EXERCISE INSTRUCTIONS. Could you return all of the entries word for word, minus any pictures?
──────── INPUT DATA
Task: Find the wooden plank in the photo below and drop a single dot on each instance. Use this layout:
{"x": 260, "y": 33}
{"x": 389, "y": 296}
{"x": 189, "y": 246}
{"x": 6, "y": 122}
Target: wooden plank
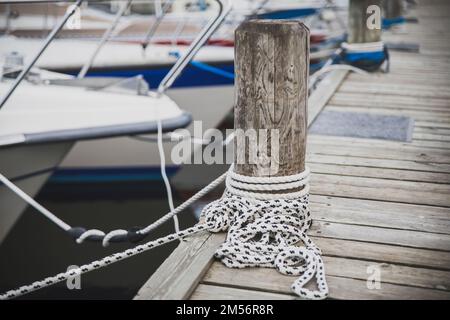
────────────────
RESPONSE AREA.
Task: Find the wooden plank in the photo below and drop a single dot on each instance. Use this layout:
{"x": 260, "y": 33}
{"x": 389, "y": 296}
{"x": 189, "y": 246}
{"x": 6, "y": 122}
Target: wooden plank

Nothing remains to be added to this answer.